▸ **ASSIGNED TASK**:
Set the records down once more so that they match the source word for word.
START RECORD SET
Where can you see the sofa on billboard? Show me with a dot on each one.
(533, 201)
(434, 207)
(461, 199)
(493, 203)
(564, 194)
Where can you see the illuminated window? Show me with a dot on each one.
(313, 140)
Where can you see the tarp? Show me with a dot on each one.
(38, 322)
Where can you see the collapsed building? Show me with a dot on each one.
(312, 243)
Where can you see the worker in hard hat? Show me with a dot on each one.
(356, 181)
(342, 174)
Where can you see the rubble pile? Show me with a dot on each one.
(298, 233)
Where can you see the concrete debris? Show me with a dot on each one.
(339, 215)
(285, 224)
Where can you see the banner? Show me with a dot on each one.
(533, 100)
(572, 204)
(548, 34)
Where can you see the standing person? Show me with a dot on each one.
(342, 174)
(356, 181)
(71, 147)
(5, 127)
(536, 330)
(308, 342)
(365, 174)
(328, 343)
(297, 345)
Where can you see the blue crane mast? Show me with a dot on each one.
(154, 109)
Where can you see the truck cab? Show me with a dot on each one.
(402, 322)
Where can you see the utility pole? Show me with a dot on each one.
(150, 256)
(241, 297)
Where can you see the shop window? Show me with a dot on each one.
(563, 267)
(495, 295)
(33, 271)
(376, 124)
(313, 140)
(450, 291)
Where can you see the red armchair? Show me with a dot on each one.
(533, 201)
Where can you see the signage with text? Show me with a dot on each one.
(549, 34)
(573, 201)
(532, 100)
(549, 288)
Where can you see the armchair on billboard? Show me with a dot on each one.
END RECORD SET
▸ **ANSWER TO THE PROBLEM**:
Where can you see the sofa on billboard? Show me with a dot on each one.
(533, 201)
(434, 207)
(461, 199)
(493, 203)
(564, 194)
Where can you see the illuminated window? Show me with a dot on each one.
(313, 140)
Where can you see the tarp? Show me with a dot on each one.
(38, 322)
Where can you see the collapsed building? Show me with a dot on each one.
(312, 243)
Where can you see the worker in hard hat? Show me with a dot on each one.
(356, 181)
(342, 174)
Where can you see the rubble pile? Show me with a dot on each one.
(298, 233)
Where can you see the concrete debris? Show me with a dot on each one.
(339, 215)
(285, 224)
Where can you see the banner? Show me with a dot on each one.
(533, 100)
(572, 204)
(548, 34)
Where can you see the standing person? Show me with a dot on each one.
(342, 174)
(356, 181)
(71, 147)
(5, 127)
(536, 330)
(308, 342)
(365, 174)
(328, 343)
(297, 345)
Where can you see the blue crane mast? Show me with a dot on each one.
(154, 109)
Where can you see the truck cab? Show me with a dot on each one.
(402, 322)
Where can you see the utility pole? Show me with a dot on each one.
(150, 256)
(241, 297)
Where can you see the shop window? Show me with a dot on each one.
(563, 267)
(495, 295)
(33, 271)
(376, 124)
(313, 140)
(450, 291)
Where can you see the red armchair? Show me with a dot on each one.
(533, 201)
Where can you see the signage with text? Show me with a dot on each one.
(549, 34)
(573, 201)
(532, 100)
(549, 288)
Where can you see the armchair on billboard? Show me with a dot on each one.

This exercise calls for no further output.